------ Extract provided

Let's visualize the embeddings to understand how they capture semantic relationships. We'll use PCA and t-SNE to reduce the high-dimensional embeddings to 2D for visualization.

In [None]:
# Create some sample embeddings for visualization
sample_tokens = torch.arange(min(50, vocab_size)).to(device)  # First 50 tokens
embeddings = model.wte(sample_tokens).detach().cpu().numpy()

print(f"Embeddings shape for visualization: {embeddings.shape}")

# PCA visualization
pca = PCA(n_components=2)
embeddings_pca = pca.fit_transform(embeddings)

plt.figure(figsize=(12, 5))

# Plot PCA
plt.subplot(1, 2, 1)
plt.scatter(embeddings_pca[:, 0], embeddings_pca[:, 1], alpha=0.7)
for i, (x, y) in enumerate(embeddings_pca):
    plt.annotate(str(i), (x, y), fontsize=8, alpha=0.7)
plt.title('Token Embeddings (PCA)')
plt.xlabel('PC1')
plt.ylabel('PC2')
plt.grid(True, alpha=0.3)

# t-SNE visualization
tsne = TSNE(n_components=2, random_state=42, perplexity=min(30, len(embeddings)-1))
embeddings_tsne = tsne.fit_transform(embeddings)

plt.subplot(1, 2, 2)
plt.scatter(embeddings_tsne[:, 0], embeddings_tsne[:, 1], alpha=0.7)

------------

### Tasks to complete
1. For the embedding visualization notebook, state whether each statement agrees with it: (a) the sample embeddings come from no more than the first 50 tokens; (b) the PCA plot occupies the second subplot position; (c) the t-SNE step uses a fixed random state of 42. Answer each with yes or no and quote the deciding words.
2. Supply the code that follows the last line of the embedding visualization notebook.

------ Material provided

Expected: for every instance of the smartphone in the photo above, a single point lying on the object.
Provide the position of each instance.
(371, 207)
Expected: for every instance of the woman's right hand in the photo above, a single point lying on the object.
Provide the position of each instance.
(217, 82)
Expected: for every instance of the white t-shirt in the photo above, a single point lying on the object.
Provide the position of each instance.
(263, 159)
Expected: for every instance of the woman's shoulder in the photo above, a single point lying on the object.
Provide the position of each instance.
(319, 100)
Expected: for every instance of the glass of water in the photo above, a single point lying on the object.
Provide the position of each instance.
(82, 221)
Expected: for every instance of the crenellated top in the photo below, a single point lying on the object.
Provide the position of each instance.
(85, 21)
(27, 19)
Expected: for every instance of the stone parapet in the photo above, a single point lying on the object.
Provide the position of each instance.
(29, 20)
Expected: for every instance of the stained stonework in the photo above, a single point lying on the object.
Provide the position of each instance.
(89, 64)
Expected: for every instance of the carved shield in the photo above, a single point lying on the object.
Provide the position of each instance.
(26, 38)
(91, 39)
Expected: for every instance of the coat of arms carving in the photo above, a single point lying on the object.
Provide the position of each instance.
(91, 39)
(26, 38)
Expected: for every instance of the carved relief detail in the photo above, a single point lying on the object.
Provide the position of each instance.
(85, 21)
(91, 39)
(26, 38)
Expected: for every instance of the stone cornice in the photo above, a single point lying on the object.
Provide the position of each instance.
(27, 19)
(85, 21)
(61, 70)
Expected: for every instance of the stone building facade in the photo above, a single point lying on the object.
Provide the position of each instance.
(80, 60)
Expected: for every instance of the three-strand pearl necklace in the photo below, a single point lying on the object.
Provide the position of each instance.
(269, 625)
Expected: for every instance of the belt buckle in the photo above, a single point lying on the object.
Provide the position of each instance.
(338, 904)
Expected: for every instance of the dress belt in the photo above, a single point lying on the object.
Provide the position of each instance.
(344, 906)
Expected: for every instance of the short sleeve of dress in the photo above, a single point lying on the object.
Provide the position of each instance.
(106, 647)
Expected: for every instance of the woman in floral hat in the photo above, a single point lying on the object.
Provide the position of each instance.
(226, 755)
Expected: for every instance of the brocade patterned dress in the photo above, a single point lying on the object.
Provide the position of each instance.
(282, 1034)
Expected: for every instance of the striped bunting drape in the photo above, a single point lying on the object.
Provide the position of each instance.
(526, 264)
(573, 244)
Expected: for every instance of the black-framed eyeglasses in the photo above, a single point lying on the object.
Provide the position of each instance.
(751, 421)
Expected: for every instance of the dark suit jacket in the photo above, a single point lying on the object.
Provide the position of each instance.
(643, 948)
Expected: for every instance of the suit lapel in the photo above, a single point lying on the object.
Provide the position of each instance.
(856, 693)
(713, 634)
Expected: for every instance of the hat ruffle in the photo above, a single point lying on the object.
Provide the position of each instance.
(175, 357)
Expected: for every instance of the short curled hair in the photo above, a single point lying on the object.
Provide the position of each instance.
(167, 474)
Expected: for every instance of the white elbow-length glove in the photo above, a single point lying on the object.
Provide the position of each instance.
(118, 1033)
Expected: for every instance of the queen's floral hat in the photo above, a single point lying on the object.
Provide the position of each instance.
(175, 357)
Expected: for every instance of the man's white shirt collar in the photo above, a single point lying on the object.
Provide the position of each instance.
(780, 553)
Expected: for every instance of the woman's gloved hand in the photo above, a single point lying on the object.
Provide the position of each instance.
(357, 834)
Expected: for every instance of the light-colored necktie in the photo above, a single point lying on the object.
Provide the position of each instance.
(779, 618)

------------

### Written responses
1.
(a) Yes: "torch.arange(min(50, vocab_size))"
(b) No: "plt.subplot(1, 2, 1)"
(c) Yes: "random_state=42"

2.
for i, (x, y) in enumerate(embeddings_tsne):
    plt.annotate(str(i), (x, y), fontsize=8, alpha=0.7)
plt.title('Token Embeddings (t-SNE)')
plt.xlabel('t-SNE 1')
plt.ylabel('t-SNE 2')
plt.grid(True, alpha=0.3)

plt.tight_layout()
plt.show()

# Show explained variance for PCA
explained_variance = pca.explained_variance_ratio_
print(f"PCA explained variance: PC1={explained_variance[0]:.3f}, PC2={explained_variance[1]:.3f}")
print(f"Total explained variance: {explained_variance.sum():.3f}")

## Training a Simple Model

Let's train our embedding model on a simple next-token prediction task. We'll use the same optimizer setup as nanochat: AdamW for embeddings with learning rate scaling.

In [None]:
# Training setup
learning_rate_scale = model.get_learning_rate_scale()
base_lr = 0.0004  # Base learning rate from nanochat
learning_rate = base_lr * learning_rate_scale

print(f"Base learning rate: {base_lr}")
print(f"Learning rate scale: {learning_rate_scale:.4f}")
print(f"Final learning rate: {learning_rate:.6f}")

# Create optimizer (AdamW for embeddings as in nanochat)
optimizer = torch.optim.AdamW(model.parameters(), lr=learning_rate)

# Generate some training data (random for demonstration)
batch_size = 4
seq_len = 20
num_batches = 100

print("Training embeddings...")

losses = []
for batch_idx in range(num_batches):
    # Generate random batch
    input_tokens = torch.randint(0, vocab_size, (batch_size, seq_len)).to(device)
    target_tokens = torch.randint(0, vocab_size, (batch_size, seq_len)).to(device)

    # Forward pass
    logits, loss = model(input_tokens, target_tokens)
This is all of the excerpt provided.